Extensão do exercício das responsabilidades parentais

Extensão do exercício das responsabilidades parentais

 

A possibilidade de estender o exercício das responsabilidades parentais a terceiros que não os progenitores, encontra-se prevista nos artigos 1903.º, 1904.º e 1904º-A do Código Civil, sendo que os dois primeiros foram reformulados com a entrada em vigor da Lei 137/2015 de 7 de setembro, a qual introduziu também o artigo 1904º-A.

A ordem pela qual, em caso de impedimento de um dos progenitores da criança, decretado pelo Tribunal, poderão terceiros ser chamados, em caso de impedimento do progenitor não previamente impedido, a exercer as responsabilidades parentais de uma criança, está prevista no artigo 1903º do Código Civil figurando, em primeiro lugar, o cônjuge ou a pessoa que viva com qualquer um dos pais da criança e, apenas em segundo lugar, alguém da família de qualquer um dos pais da criança.

━━━

* [Requisitos do exercício]
**a)** Repete o excerto sobre as responsabilidades parentais desde "A ordem pela" até "pais da criança.", inclusive.
**b)** Indica todos os artigos do Código Civil referidos no excerto sobre as responsabilidades parentais.
**c)** Prossegue o excerto sobre as responsabilidades parentais a partir da última frase apresentada.

* [Registos]
━━━

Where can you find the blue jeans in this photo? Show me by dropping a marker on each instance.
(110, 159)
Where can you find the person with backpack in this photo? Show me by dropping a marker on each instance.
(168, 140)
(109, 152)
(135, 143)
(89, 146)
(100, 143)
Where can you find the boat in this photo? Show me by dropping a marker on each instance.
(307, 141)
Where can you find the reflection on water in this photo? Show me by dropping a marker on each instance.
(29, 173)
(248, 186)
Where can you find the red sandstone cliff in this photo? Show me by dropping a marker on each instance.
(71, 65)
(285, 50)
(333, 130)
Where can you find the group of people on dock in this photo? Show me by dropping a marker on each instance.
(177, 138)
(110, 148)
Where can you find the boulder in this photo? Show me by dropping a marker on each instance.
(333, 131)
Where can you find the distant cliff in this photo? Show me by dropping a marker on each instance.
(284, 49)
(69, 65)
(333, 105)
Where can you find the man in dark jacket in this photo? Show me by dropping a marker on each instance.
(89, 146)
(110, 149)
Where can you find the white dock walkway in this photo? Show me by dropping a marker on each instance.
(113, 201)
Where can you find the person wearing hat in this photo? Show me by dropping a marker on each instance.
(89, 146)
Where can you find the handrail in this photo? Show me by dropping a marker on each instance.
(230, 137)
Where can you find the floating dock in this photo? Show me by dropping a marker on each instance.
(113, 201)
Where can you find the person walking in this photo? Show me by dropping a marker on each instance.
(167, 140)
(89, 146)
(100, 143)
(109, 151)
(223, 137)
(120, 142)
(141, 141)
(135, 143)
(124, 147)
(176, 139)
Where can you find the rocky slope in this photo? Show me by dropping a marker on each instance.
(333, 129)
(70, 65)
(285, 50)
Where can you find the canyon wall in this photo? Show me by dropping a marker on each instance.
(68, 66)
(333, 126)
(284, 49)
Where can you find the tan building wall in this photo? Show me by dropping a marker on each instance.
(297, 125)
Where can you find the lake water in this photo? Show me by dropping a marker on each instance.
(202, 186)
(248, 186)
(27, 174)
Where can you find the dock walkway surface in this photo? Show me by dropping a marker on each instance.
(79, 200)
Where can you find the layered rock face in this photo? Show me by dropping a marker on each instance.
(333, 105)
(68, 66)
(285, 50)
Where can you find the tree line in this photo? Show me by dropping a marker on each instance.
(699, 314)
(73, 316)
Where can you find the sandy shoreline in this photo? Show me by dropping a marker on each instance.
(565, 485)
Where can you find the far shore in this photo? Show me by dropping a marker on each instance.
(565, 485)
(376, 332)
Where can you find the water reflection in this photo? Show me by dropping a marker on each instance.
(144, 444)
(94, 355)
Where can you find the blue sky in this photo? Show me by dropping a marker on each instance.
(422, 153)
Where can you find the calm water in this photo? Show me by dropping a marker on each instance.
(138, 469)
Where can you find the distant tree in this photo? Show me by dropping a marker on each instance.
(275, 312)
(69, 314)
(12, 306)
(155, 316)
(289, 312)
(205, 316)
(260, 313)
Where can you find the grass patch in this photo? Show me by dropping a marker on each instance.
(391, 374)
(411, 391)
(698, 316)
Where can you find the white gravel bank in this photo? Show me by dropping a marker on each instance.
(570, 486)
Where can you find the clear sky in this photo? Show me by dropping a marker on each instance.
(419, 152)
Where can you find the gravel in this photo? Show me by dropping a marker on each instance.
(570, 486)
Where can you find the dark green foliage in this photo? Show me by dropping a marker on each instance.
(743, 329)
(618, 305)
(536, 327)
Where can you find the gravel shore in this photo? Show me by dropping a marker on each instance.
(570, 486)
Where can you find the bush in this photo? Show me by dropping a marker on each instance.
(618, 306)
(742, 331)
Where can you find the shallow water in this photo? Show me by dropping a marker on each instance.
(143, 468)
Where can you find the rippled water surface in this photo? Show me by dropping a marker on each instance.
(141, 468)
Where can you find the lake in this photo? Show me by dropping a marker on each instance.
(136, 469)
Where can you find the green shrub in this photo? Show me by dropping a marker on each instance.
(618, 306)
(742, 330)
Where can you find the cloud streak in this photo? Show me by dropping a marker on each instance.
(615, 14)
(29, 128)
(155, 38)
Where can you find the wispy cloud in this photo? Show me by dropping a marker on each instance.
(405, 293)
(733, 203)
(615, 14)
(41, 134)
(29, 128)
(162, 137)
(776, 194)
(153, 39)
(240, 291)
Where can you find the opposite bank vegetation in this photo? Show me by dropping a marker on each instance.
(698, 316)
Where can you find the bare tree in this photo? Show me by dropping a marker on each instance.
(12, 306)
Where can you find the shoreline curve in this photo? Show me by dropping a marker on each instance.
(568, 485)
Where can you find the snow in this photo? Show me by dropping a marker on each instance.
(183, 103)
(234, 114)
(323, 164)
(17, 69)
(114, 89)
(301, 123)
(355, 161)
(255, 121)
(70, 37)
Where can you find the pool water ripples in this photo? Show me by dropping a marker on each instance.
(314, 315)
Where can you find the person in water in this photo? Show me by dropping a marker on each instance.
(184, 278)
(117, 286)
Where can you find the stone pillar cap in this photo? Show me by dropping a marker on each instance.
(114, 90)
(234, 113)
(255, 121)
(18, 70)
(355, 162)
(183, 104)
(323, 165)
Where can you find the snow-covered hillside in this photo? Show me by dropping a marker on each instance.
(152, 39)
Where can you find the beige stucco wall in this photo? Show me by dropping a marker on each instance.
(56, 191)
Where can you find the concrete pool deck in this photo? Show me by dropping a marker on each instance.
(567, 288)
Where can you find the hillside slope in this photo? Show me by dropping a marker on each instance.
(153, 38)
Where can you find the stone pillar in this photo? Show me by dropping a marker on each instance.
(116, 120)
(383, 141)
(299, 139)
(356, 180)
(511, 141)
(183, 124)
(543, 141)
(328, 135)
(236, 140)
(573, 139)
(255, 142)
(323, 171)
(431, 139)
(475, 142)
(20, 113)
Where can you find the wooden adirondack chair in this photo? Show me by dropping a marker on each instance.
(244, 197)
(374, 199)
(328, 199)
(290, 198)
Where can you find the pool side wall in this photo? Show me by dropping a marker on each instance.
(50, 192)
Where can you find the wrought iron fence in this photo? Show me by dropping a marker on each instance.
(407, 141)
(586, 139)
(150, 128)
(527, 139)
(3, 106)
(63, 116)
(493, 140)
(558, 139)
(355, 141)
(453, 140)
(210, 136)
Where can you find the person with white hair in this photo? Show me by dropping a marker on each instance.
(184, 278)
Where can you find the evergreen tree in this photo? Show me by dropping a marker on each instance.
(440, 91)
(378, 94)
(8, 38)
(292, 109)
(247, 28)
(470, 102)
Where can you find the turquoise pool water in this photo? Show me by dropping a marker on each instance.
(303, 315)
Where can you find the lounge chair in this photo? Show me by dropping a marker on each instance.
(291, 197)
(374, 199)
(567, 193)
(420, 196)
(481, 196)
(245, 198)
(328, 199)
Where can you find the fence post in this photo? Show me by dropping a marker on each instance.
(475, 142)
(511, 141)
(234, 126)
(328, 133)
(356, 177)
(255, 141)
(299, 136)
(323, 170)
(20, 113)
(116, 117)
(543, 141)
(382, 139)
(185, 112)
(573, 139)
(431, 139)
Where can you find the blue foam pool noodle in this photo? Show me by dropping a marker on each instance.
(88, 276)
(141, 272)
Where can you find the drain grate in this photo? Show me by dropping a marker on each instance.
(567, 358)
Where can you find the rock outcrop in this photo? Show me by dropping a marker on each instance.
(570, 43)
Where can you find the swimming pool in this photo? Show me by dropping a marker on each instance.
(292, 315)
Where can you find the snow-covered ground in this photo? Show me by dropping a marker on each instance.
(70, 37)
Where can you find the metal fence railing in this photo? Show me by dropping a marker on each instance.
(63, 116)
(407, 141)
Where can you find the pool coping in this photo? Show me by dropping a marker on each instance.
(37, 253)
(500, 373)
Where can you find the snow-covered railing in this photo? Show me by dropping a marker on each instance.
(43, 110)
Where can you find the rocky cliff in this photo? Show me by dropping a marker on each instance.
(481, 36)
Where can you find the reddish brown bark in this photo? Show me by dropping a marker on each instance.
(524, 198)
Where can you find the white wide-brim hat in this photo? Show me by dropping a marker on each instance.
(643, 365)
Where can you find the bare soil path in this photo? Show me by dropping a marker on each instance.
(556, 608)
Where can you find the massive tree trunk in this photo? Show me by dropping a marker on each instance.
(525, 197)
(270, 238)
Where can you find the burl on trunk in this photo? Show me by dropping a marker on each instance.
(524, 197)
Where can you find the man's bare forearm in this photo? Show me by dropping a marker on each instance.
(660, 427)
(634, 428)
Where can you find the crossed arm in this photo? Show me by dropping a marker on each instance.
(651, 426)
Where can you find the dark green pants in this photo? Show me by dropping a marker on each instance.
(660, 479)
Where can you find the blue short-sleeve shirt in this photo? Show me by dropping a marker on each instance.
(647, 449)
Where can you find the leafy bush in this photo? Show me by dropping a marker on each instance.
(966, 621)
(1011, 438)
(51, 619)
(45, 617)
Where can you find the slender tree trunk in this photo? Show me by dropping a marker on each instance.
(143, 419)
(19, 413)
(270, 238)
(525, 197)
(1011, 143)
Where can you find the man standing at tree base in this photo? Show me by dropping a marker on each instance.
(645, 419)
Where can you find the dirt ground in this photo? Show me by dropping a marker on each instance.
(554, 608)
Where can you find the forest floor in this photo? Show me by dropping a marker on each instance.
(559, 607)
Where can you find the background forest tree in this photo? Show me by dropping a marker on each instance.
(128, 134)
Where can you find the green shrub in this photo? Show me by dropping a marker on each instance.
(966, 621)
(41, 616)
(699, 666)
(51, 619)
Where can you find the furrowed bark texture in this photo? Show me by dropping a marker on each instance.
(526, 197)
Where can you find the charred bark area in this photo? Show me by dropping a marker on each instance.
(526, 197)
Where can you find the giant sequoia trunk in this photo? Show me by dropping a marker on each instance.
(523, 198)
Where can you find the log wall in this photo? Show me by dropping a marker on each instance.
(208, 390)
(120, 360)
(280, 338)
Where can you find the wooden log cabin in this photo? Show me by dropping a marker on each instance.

━━━

* [Respostas]
**a)**
A ordem pela qual, em caso de impedimento de um dos progenitores da criança, decretado pelo Tribunal, poderão terceiros ser chamados, em caso de impedimento do progenitor não previamente impedido, a exercer as responsabilidades parentais de uma criança, está prevista no artigo 1903º do Código Civil figurando, em primeiro lugar, o cônjuge ou a pessoa que viva com qualquer um dos pais da criança e, apenas em segundo lugar, alguém da família de qualquer um dos pais da criança.

**b)** 1903.º, 1904.º, 1904º-A

**c)**
Desta nova redação resulta que se pretendeu dar uma importância ao cônjuge ou pessoa com quem o progenitor vive que, anteriormente não tinha, sendo que esta nova importância está diretamente relacionada com o facto de através do convívio se estabelecerem laços com a criança que poderão colocar o cônjuge ou a pessoa com quem o progenitor vive, em melhores condições de exercer as responsabilidades parentais de uma criança que, por exemplo, uns avós que não terão uma relação de dia-a-dia com a criança.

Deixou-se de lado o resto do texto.